Goal -
Reproduce word for word the lines of the records below, starting with the line that contains "Can you spot any crack" and continuing through the end of the records.

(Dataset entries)

==*==

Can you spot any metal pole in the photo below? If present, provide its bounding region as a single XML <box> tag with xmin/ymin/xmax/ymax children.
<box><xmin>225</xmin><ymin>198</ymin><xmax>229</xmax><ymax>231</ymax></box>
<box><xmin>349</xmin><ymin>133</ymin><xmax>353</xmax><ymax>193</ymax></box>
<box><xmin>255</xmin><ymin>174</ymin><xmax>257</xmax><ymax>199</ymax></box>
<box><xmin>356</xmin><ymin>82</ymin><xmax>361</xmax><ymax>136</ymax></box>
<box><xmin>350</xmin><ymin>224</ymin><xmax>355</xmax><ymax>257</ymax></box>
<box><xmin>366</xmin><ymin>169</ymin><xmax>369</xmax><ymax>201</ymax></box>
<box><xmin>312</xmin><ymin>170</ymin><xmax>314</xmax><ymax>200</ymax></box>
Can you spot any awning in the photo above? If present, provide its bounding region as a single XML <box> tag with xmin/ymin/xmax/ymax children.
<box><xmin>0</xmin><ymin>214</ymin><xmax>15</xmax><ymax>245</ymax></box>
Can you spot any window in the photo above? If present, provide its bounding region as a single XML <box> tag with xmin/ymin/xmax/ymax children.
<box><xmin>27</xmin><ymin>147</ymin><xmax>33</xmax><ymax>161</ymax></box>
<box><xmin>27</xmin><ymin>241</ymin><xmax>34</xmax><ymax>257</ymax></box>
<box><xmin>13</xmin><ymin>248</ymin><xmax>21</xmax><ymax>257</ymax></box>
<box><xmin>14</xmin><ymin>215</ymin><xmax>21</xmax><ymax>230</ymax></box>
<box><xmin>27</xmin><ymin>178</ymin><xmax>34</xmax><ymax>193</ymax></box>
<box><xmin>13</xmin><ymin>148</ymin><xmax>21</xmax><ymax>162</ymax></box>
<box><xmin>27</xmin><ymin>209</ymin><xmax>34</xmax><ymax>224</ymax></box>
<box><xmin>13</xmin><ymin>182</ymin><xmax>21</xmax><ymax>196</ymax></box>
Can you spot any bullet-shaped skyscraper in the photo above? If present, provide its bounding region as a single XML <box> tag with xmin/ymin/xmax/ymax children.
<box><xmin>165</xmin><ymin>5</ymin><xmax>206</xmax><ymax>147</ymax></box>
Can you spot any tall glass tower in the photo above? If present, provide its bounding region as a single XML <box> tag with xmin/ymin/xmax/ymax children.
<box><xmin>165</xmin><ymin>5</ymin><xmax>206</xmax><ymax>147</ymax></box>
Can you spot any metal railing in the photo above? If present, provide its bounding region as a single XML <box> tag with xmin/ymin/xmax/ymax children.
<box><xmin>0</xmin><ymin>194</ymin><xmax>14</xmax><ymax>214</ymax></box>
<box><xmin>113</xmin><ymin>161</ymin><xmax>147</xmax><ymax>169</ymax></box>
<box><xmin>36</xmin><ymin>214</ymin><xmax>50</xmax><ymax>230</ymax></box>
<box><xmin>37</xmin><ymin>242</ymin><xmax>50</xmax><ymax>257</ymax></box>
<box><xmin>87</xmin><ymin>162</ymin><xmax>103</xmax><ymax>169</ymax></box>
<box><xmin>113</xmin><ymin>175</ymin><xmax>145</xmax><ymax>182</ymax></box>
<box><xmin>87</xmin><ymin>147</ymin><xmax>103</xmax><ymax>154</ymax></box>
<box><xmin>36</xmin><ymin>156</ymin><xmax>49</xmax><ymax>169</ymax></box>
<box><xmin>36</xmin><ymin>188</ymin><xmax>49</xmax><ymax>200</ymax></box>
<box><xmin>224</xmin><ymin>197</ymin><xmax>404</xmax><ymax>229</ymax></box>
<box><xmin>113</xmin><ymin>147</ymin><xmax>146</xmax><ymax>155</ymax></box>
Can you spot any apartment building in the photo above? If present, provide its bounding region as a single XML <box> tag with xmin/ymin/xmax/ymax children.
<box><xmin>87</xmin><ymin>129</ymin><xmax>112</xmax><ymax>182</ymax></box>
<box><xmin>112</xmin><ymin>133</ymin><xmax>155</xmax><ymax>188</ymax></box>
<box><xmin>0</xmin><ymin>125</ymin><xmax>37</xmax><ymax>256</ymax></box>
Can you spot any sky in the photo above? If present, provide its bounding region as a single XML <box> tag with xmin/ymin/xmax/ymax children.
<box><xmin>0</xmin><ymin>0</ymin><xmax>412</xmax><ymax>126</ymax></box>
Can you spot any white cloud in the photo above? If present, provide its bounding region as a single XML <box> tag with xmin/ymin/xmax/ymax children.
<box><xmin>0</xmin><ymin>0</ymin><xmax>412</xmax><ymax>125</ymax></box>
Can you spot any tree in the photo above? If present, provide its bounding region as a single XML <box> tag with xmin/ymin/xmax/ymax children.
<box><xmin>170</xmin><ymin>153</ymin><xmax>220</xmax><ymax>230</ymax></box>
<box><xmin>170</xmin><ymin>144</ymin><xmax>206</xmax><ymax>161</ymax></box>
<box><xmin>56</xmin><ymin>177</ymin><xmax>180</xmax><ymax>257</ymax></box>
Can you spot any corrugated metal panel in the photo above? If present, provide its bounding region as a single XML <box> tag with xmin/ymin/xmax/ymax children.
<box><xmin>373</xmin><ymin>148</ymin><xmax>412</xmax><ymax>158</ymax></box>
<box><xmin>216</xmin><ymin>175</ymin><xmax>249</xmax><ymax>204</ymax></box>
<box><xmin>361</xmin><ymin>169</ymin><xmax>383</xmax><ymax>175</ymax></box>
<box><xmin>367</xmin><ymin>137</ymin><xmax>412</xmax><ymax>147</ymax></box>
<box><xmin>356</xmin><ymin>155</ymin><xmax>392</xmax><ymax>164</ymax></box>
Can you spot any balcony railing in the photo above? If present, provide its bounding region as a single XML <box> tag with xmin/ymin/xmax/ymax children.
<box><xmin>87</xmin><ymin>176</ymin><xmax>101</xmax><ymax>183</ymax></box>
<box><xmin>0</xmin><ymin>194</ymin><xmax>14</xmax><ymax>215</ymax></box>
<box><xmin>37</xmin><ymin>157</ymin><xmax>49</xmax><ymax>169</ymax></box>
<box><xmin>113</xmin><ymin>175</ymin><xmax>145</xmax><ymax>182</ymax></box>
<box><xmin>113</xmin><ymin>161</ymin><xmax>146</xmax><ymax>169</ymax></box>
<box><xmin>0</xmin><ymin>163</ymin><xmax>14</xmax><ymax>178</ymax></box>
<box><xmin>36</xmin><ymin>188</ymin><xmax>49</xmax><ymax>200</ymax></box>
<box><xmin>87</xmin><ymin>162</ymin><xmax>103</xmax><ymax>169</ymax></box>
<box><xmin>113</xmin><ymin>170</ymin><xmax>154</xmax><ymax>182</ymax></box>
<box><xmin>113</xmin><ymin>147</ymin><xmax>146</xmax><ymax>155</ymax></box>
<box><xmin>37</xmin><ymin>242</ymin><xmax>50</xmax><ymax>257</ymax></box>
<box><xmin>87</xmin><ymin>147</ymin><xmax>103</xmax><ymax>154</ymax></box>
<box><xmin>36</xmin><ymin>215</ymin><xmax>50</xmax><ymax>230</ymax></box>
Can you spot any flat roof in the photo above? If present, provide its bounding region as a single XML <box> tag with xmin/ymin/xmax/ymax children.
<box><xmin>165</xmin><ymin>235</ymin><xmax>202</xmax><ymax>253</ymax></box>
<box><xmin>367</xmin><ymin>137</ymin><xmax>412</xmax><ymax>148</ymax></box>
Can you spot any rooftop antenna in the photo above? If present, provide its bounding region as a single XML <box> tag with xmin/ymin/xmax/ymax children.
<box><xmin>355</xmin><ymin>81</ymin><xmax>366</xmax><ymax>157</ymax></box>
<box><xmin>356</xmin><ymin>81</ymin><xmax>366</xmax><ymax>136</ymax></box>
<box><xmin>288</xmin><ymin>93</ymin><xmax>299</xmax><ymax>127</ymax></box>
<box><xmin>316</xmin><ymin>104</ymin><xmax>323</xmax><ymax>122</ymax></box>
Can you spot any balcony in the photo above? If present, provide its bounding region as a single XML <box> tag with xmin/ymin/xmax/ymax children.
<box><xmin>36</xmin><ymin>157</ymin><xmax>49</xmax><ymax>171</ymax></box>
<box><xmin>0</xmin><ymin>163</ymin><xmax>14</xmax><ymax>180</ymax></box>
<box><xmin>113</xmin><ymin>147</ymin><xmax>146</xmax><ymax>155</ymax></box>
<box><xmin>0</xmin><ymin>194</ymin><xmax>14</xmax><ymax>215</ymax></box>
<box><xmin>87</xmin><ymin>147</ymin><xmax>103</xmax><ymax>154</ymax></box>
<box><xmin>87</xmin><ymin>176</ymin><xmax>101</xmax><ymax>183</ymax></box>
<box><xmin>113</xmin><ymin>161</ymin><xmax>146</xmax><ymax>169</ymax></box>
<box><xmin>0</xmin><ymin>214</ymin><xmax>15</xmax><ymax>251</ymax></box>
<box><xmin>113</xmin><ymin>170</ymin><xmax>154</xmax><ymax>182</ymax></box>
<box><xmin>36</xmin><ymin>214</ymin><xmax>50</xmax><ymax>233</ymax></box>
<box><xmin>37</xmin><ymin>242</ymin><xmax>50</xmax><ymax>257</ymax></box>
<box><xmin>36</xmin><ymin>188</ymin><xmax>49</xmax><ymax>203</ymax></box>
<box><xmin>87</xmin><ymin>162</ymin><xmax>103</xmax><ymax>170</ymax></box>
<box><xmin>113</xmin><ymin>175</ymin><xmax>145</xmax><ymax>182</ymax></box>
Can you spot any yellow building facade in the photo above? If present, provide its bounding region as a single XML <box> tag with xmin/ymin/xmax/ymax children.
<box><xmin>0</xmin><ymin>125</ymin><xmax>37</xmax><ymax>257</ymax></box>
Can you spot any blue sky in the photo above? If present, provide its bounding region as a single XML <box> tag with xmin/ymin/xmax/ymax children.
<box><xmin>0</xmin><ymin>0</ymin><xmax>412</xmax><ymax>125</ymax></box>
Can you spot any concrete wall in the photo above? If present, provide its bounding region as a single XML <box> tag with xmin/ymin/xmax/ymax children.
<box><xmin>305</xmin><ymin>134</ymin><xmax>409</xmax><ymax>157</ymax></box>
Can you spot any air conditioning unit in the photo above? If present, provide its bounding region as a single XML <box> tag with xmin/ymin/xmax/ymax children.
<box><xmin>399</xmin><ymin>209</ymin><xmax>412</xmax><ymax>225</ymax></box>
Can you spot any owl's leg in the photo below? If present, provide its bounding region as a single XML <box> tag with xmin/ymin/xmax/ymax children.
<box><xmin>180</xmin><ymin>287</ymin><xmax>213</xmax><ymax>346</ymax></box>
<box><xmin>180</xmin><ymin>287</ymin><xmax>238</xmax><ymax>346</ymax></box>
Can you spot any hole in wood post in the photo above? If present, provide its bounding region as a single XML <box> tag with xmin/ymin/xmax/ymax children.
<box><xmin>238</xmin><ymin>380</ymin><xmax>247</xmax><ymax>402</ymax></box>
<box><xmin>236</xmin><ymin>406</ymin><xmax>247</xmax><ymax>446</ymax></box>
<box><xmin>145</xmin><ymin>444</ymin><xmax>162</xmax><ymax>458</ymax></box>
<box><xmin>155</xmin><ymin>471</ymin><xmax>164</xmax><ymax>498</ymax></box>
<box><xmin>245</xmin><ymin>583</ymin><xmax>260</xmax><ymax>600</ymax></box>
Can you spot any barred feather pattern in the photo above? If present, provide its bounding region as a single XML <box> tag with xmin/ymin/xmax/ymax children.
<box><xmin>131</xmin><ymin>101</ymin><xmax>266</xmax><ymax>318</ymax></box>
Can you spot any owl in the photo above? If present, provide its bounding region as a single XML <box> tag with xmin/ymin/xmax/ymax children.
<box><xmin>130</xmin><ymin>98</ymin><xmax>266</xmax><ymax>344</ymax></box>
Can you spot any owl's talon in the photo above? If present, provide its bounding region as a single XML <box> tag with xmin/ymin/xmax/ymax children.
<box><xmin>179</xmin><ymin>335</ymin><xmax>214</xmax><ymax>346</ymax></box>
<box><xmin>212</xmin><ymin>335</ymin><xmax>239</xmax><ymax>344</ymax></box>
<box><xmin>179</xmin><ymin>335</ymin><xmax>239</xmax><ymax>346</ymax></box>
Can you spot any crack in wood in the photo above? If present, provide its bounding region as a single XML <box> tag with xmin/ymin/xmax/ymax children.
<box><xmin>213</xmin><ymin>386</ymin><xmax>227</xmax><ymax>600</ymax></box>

==*==

Result -
Can you spot any crack in wood in the photo above? If present, provide its bounding region as a single XML <box> tag with xmin/ymin/xmax/ymax children.
<box><xmin>213</xmin><ymin>386</ymin><xmax>227</xmax><ymax>600</ymax></box>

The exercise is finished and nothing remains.